- _Problem requirements_
Rescale the stretch of material from the line containing "target | tree trunk with bark" through the line containing "[(484, 501)]", both ends included. Write out every line in it again, not only the answer lists, but multiply each point coordinate in the answers by 1.55 and round to whole numbers, with halves rounding up; give only those lines.

- _Working data_
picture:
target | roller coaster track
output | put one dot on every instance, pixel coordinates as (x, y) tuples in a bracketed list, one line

==

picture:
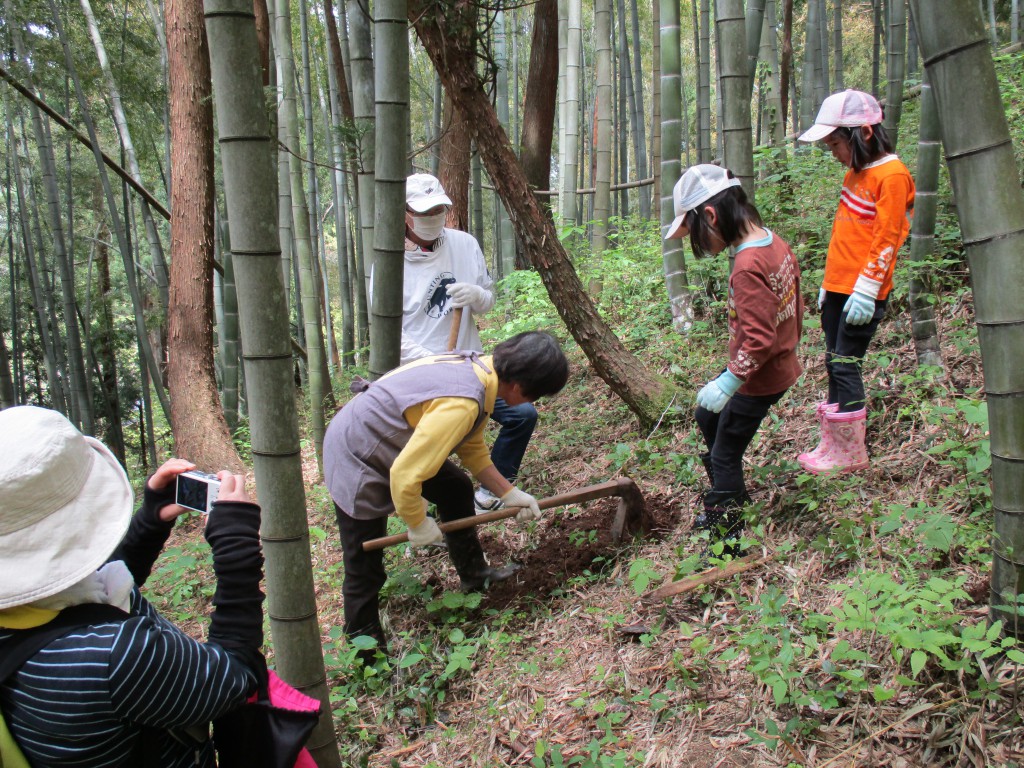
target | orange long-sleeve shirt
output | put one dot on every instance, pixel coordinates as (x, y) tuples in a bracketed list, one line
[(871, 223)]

* * *

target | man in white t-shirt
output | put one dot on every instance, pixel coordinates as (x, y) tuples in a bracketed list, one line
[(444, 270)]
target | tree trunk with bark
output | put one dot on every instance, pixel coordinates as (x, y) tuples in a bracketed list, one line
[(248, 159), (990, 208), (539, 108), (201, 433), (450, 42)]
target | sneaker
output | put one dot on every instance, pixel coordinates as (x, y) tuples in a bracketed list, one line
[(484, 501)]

- _Answer for the task_
target | tree trunk with bark
output | put one dot on every instance, pixel coordinates as (x, y) tuples in a bracketed list, one line
[(384, 246), (1535, 322), (835, 167), (312, 671), (698, 65)]
target | sneaker
output | put one dot on every instance, pixel coordinates as (x, y) tuples in a bracketed list, one line
[(750, 777)]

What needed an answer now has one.